* Problem 1:
List every budget deficit figure that the article on Italy's economic projections gives, each with its year.
* Problem 2:
Reproduce the part of the article on Italy's economic projections starting with "The Italian government" and going on through "Commission by mid-October.".

* Extract provided:
══════

The Italian government published on Tuesday morning an update of the macroeconomic projections for 2020 and 2021 and estimates that next year the growth of the economy will be 6%, the deficit of 7% of the Gross Domestic Product and the debt of 155.6% of GDP, EFE reports.
The Italian executive confirmed the estimates advanced last week for 2020: the economy will shrink by 9%, the deficit will stand at 10.8% of GDP and the debt at 158% of GDP.
Authorities expect growth to be 3.8% in 2022 and 2.5% in 2023, while the budget deficit will be 4.7% of GDP in 2022 and 3% in 2023.
Italy is committed to gradually reducing its debt to ”bring it back to pre-coronavirus levels” by the end of the decade. Currently, it is estimated at 154.3% of GDP in 2022 and 154.1% in 2023.
Italy must send the draft budget and reform plan to the European Commission by mid-October.
In the short term, measures are being considered to support employees and the productive sectors affected by the coronavirus pandemic, but will also include ”deep and high-impact investments and reforms”, such as ”a comprehensive fiscal reform that improves equity, efficiency and the transparency of the tax system”, to reduce the tax burden on families and to fight against evasion.
There will be aid for families with children, support for digitalisation and infrastructure, all this ”at the same time as the constant reduction of public debt”.

══════

* Data segment:
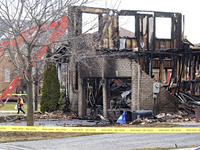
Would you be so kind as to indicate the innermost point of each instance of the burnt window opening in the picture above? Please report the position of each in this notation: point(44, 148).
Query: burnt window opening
point(163, 28)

══════

* Problem solution 1:
- 2020: 10.8% of GDP
- 2021: 7% of GDP
- 2022: 4.7% of GDP
- 2023: 3% of GDP

* Problem solution 2:
The Italian government published on Tuesday morning an update of the macroeconomic projections for 2020 and 2021 and estimates that next year the growth of the economy will be 6%, the deficit of 7% of the Gross Domestic Product and the debt of 155.6% of GDP, EFE reports.
The Italian executive confirmed the estimates advanced last week for 2020: the economy will shrink by 9%, the deficit will stand at 10.8% of GDP and the debt at 158% of GDP.
Authorities expect growth to be 3.8% in 2022 and 2.5% in 2023, while the budget deficit will be 4.7% of GDP in 2022 and 3% in 2023.
Italy is committed to gradually reducing its debt to ”bring it back to pre-coronavirus levels” by the end of the decade. Currently, it is estimated at 154.3% of GDP in 2022 and 154.1% in 2023.
Italy must send the draft budget and reform plan to the European Commission by mid-October.